• Your instructions
Go to the line containing "Expected output, for every instance of the blue" in the records below and retype from there through the final line, exactly.

• Supplied information

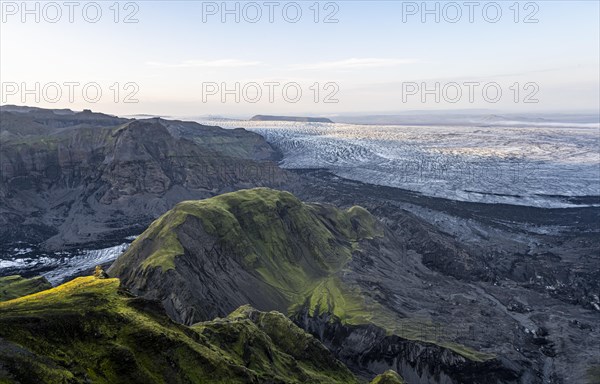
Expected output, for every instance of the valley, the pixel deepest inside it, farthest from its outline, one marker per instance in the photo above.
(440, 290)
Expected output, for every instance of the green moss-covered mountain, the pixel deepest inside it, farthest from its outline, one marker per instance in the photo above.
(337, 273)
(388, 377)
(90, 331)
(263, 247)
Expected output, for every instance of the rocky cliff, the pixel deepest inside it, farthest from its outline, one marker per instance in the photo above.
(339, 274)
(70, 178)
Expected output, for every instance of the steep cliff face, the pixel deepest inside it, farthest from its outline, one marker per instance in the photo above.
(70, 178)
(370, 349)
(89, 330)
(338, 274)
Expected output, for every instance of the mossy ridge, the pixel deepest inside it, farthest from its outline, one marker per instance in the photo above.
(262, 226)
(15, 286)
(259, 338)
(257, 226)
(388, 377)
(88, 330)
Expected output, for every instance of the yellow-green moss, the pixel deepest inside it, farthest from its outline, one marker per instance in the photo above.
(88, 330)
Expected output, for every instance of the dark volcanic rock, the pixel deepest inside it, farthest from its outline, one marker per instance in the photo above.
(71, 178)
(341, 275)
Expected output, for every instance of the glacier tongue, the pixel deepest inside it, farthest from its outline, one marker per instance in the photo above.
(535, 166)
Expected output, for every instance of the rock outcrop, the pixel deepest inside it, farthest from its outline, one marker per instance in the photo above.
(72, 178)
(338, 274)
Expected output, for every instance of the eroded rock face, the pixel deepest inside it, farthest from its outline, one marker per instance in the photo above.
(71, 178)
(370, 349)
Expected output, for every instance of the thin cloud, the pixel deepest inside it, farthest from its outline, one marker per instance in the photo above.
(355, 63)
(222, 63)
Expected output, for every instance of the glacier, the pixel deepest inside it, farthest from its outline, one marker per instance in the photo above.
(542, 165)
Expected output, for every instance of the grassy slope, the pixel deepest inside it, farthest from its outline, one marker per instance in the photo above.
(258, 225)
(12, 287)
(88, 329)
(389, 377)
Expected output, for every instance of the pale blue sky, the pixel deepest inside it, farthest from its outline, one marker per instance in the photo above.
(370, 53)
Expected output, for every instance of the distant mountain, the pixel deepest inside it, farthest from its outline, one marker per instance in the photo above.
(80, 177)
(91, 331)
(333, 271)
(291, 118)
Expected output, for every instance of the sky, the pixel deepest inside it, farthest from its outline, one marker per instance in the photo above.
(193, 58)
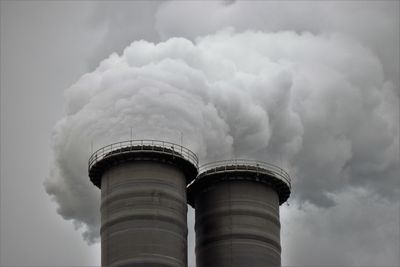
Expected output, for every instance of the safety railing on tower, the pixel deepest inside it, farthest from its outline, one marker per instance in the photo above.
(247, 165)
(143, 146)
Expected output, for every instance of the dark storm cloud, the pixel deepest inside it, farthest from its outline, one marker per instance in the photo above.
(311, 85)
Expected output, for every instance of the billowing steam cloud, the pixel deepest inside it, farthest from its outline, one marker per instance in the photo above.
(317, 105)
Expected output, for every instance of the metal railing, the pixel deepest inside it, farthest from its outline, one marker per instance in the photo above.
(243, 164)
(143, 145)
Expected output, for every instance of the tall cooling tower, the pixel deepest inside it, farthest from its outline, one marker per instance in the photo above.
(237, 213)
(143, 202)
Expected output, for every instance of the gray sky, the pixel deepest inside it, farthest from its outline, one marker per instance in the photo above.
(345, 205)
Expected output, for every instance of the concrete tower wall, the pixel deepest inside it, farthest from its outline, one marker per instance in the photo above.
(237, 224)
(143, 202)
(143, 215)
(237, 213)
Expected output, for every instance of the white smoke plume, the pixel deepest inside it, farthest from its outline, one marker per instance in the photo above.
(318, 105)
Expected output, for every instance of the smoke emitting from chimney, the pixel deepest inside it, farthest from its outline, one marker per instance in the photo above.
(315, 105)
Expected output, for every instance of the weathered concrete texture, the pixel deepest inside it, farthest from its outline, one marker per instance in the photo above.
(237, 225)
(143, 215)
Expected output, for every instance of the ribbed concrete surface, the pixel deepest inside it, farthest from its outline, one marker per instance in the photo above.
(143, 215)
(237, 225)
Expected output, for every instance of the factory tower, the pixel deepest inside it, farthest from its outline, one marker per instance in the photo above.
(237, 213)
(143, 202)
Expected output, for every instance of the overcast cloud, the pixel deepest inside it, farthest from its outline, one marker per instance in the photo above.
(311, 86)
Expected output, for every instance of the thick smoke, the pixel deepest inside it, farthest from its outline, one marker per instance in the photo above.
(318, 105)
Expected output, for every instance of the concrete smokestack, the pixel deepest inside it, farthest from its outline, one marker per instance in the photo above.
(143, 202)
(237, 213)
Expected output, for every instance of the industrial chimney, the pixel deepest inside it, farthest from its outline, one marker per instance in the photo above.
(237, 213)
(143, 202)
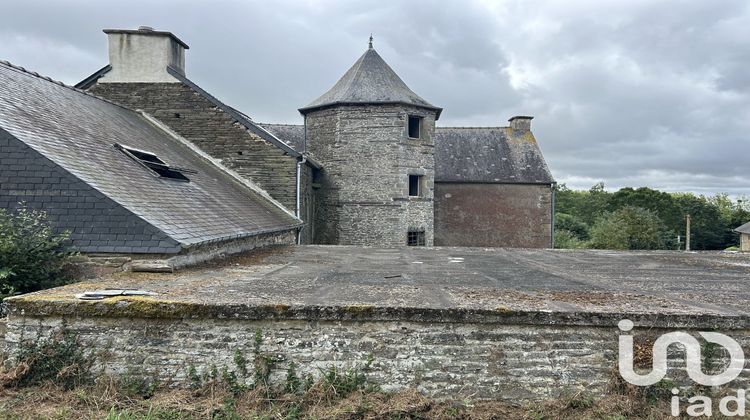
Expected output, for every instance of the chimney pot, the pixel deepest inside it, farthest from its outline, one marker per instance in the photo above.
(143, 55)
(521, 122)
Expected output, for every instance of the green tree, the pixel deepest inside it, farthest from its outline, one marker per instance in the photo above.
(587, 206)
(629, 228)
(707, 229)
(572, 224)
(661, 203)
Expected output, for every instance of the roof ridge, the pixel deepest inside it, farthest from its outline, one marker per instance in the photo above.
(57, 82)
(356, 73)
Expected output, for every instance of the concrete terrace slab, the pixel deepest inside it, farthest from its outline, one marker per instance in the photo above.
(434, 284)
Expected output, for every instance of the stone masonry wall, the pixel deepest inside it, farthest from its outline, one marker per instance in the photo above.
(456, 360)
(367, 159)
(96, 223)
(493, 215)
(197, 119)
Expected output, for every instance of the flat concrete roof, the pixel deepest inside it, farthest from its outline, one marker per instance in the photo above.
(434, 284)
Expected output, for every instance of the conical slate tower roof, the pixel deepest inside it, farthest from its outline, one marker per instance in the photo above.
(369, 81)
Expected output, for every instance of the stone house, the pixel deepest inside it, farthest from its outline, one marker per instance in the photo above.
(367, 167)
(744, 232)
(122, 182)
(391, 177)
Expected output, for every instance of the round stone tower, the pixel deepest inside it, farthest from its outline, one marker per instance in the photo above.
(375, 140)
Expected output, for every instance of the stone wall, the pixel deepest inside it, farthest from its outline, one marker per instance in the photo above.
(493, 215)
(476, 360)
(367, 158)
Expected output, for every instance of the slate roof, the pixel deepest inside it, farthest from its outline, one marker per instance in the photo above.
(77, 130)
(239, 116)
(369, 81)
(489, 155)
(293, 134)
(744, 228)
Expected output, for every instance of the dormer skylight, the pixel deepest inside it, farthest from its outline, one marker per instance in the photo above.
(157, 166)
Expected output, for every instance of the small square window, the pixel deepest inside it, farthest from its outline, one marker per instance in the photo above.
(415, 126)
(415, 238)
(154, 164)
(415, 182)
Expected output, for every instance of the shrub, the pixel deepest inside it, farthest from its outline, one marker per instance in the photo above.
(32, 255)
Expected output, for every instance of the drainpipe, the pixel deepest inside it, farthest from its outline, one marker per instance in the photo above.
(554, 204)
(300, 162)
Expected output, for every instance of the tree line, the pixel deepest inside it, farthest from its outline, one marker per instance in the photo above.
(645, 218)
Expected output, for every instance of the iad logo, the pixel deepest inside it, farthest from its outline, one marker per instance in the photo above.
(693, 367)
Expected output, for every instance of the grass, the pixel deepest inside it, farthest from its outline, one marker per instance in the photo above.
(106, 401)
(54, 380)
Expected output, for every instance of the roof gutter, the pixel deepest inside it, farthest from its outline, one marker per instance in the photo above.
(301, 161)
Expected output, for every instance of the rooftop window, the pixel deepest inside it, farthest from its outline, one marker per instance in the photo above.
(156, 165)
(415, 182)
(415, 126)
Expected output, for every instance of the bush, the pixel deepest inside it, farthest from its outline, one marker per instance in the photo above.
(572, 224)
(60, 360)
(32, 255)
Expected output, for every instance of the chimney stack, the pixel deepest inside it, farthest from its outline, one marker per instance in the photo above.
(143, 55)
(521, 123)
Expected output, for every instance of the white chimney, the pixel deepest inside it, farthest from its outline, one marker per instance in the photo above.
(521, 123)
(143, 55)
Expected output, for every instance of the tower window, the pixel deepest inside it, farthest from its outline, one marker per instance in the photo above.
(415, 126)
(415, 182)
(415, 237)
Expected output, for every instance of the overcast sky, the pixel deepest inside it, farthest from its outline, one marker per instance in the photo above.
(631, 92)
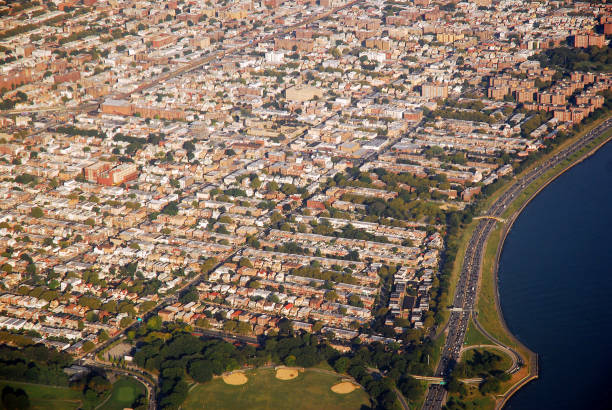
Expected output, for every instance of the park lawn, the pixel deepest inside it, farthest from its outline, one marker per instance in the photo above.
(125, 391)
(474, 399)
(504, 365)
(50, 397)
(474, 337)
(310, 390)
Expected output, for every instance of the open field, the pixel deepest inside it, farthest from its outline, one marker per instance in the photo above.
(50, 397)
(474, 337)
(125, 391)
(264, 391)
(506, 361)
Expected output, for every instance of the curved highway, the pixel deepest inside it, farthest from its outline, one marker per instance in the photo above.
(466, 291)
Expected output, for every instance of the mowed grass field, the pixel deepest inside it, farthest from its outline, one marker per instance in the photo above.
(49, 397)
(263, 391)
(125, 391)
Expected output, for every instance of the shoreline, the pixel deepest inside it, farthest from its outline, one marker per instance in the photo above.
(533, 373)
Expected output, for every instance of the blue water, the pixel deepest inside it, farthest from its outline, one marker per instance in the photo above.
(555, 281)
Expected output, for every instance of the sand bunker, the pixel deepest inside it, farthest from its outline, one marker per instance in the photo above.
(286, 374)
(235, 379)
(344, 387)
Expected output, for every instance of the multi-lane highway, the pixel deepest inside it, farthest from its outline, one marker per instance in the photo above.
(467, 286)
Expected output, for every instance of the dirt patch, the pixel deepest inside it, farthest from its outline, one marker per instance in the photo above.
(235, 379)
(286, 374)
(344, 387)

• Written response
Expected output, for every instance of the blue water, the pixel deepest inside it, farthest from its outline, one marker per instance in the photo above.
(555, 281)
Expected output, for every instance of the sand bunker, the pixel deepest inside it, farthest from its outline, one marker per instance in the photo above.
(286, 374)
(235, 379)
(344, 387)
Expected output, for every instance of the multi-lane highway, the pixel deepest inside it, farthest from its outline, one marker per instance in the photo above.
(467, 286)
Expected output, for every instance of the dirt patch, the pixel deepest inside it, farthest from its outline, one marker per instance in the photo above.
(235, 379)
(286, 374)
(344, 387)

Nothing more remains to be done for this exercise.